- Exercise
Please change "Report the position" to "Give the location" everywhere it appears in the items below, leaving every other word unchanged.

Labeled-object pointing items

****************************************

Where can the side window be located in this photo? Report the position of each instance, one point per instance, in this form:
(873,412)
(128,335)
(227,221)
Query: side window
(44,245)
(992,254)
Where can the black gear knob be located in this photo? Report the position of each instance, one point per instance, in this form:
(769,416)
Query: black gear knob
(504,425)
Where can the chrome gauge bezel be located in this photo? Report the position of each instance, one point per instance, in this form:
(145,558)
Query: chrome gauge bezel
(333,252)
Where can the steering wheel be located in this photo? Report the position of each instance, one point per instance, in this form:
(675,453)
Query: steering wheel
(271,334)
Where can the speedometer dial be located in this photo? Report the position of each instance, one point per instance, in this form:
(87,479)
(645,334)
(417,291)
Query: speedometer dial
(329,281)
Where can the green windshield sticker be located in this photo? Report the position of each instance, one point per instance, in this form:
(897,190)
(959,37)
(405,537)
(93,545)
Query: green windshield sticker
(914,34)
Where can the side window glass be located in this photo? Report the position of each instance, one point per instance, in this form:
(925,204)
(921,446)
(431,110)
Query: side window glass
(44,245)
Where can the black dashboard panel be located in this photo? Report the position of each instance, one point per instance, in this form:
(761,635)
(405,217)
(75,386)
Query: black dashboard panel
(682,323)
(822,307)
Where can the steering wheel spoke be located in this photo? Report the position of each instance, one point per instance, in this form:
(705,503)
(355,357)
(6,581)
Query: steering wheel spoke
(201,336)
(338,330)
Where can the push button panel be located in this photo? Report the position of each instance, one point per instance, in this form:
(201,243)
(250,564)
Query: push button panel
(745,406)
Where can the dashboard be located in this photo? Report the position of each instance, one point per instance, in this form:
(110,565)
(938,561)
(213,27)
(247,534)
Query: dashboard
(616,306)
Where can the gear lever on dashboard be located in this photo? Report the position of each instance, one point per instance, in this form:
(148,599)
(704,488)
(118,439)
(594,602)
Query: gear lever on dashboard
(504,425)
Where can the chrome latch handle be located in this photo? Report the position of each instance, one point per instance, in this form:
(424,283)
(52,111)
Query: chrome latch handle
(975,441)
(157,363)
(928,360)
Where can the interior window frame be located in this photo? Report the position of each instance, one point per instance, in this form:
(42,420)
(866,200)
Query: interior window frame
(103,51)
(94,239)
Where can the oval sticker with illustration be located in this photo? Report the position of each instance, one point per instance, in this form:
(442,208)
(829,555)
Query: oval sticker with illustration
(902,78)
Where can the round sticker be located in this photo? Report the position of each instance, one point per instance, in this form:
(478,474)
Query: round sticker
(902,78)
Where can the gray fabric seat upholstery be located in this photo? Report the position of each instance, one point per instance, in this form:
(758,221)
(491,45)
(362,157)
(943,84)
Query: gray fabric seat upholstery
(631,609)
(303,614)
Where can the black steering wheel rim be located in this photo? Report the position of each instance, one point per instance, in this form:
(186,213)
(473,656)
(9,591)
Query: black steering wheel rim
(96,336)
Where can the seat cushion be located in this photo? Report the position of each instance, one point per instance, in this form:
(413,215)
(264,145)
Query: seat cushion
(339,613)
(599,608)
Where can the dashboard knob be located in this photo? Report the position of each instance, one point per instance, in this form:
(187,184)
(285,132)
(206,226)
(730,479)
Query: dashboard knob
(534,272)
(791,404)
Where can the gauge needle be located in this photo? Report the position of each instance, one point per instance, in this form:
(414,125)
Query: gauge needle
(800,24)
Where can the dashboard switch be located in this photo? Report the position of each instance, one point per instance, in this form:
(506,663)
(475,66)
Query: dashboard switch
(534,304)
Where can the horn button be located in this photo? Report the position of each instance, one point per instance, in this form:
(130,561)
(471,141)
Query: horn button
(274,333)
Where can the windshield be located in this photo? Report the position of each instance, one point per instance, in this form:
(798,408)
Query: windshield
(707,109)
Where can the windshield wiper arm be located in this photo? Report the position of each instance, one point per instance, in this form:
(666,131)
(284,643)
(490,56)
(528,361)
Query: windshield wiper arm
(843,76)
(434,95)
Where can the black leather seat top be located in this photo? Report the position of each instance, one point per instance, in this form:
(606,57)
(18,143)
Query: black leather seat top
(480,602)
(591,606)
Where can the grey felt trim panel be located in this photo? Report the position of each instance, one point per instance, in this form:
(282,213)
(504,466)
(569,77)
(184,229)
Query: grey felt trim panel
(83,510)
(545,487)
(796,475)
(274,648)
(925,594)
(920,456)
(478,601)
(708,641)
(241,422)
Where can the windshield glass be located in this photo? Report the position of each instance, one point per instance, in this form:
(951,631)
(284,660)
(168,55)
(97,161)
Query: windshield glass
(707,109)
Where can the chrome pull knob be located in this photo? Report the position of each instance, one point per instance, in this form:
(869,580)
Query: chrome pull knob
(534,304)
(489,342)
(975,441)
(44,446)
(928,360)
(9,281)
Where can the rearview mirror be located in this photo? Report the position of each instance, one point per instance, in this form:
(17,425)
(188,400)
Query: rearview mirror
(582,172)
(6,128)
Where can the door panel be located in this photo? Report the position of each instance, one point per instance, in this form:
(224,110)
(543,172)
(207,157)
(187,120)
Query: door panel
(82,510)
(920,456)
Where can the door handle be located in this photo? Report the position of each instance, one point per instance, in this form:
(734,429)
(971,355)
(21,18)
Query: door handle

****************************************

- Output for this exercise
Where can the side window be located in this photo? Give the location of each instance, one point per instance, in this form:
(873,412)
(128,335)
(227,221)
Query: side window
(44,245)
(992,254)
Where can the black gear knob be located in this photo? Give the location of each instance, one point per instance, in this form:
(769,416)
Query: black gear knob
(504,425)
Where can the chrome gauge bezel be located in this photo? Give the location of each instance, one point per instance, in this form:
(145,558)
Query: chrome gauge bezel
(333,252)
Where can the steering wheel be located in this photo? Give the location of each instance, one point per instance, in this form:
(675,453)
Query: steering wheel
(271,334)
Where can the speedometer dial be located in this photo? Give the location of each instance, one point per instance, in this form:
(87,479)
(645,334)
(417,291)
Query: speedometer dial
(329,281)
Where can the green windshield sticker be located in this photo? Give the location of each instance, one point per instance, in this form:
(897,190)
(959,37)
(405,537)
(93,545)
Query: green windshield sticker
(914,34)
Where can the side window glass be located in this photo? Give the location of each instance, one point per instance, in this form:
(925,204)
(921,446)
(431,110)
Query: side window glass
(44,245)
Where can the black dashboard panel be located in this photo? Give the location of each instance, one point per instance, in this form:
(761,635)
(405,217)
(75,386)
Query: black dashboard panel
(682,323)
(822,307)
Where can the steering wheel spoke be located in this photo? Give the location of each instance, one point per instance, in this form:
(705,503)
(355,357)
(6,581)
Query: steering wheel spoke
(201,336)
(338,330)
Where can the push button panel be located in this photo? Give the location of each instance, one point per instance, in this form:
(201,243)
(250,564)
Query: push button panel
(745,406)
Where can the dashboard be located in this photo? Give the location of each instance, one point per instance, in this form:
(110,565)
(938,561)
(213,27)
(247,534)
Query: dashboard
(616,306)
Where can the gear lever on dashboard be located in this photo? Give the location of each instance, one point per instance, in this form:
(148,599)
(704,488)
(118,439)
(594,602)
Query: gear lever on dashboard
(504,425)
Where can the chrome latch handle be located in this photo? Give the location of each instance, one point per instance, in this form:
(424,283)
(52,111)
Query: chrome latch handle
(975,441)
(157,363)
(928,360)
Where can the interior window frame be located in this photo? Give the location of each instance, one point per instance, in this form:
(42,420)
(866,200)
Query: interior window frame
(103,51)
(94,239)
Where can the oval sticker with illustration be located in this photo? Give the location of each instance, one point per instance, in this form:
(442,208)
(829,555)
Query: oval sticker with illustration
(902,78)
Where can the round sticker be located in this photo? Give the location of each instance, one point per instance, in this form:
(478,474)
Query: round sticker
(902,78)
Where can the gray fabric seat upholstery be located in this photo? Give the location of each instance, one point per instance, in this form:
(758,221)
(491,45)
(362,157)
(943,84)
Query: gray fabric seat upholstery
(631,609)
(303,614)
Where can the black steering wheel rim be located in this photo? Give the location of each instance, one point per instance, in this form:
(186,213)
(473,656)
(9,591)
Query: black steering wheel rim
(96,336)
Where can the seat cushion be located in this photo? Give the location of each instance, one point per instance, in this form:
(413,215)
(264,145)
Query: seat cushion
(339,613)
(599,608)
Where can the dashboard knob be located in this photo? Give the location of each instance, one point per instance, in this form:
(187,184)
(285,132)
(206,226)
(730,479)
Query: dashboard knob
(534,272)
(791,404)
Where can the gauge needle be located in this photo? Give the location of each instance, one point per instance, in this form:
(414,125)
Query: gauge needle
(800,24)
Where can the dashboard switch be located in this photo? Give the location of each instance, one point per instance, in this form:
(506,663)
(475,66)
Query: dashboard switch
(534,304)
Where can the horn button be located in this photo? Give the location of each instance, one point per instance, in this form:
(130,561)
(471,141)
Query: horn button
(274,333)
Where can the windshield be located in this photo? Give the location of each instance, one point per instance, in this form:
(798,408)
Query: windshield
(707,109)
Where can the windshield wiper arm be located in this photo? Give the location of each instance, one point per instance, in this form:
(666,131)
(284,643)
(490,56)
(528,361)
Query: windshield wiper arm
(843,76)
(434,95)
Where can the black leather seat top be located in this photo? Give the location of each instance, one point per instance, in this form:
(606,57)
(18,143)
Query: black leather seat top
(480,602)
(591,606)
Where can the grey felt trim panel be located in this photo? Give the location of each instance, one point per instance, in this form:
(282,213)
(504,466)
(569,77)
(184,229)
Query: grey felt trim panel
(83,510)
(545,487)
(796,475)
(274,648)
(925,594)
(920,456)
(478,601)
(708,641)
(241,422)
Where can the windshield glass be located in this photo? Give the location of each instance, one point per instance, in this form:
(951,631)
(284,660)
(168,55)
(97,161)
Query: windshield glass
(707,109)
Where can the chrome pull knob be located in this photo? Give the location of each instance, one point per instance, in this form:
(869,580)
Query: chrome pull knob
(534,304)
(489,342)
(975,441)
(44,446)
(928,360)
(9,281)
Where can the rearview mirror be located in this photo? Give the location of each instance, one point per instance, in this form:
(17,425)
(188,400)
Query: rearview mirror
(582,172)
(6,128)
Where can the door panel be located in this photo? Give the location of each instance, one point per instance, in this form:
(224,110)
(543,172)
(207,157)
(187,120)
Query: door panel
(82,510)
(920,456)
Where can the door handle be located in this photo? Give the location of each instance, one point per instance, in this form:
(734,429)
(971,355)
(21,18)
Query: door handle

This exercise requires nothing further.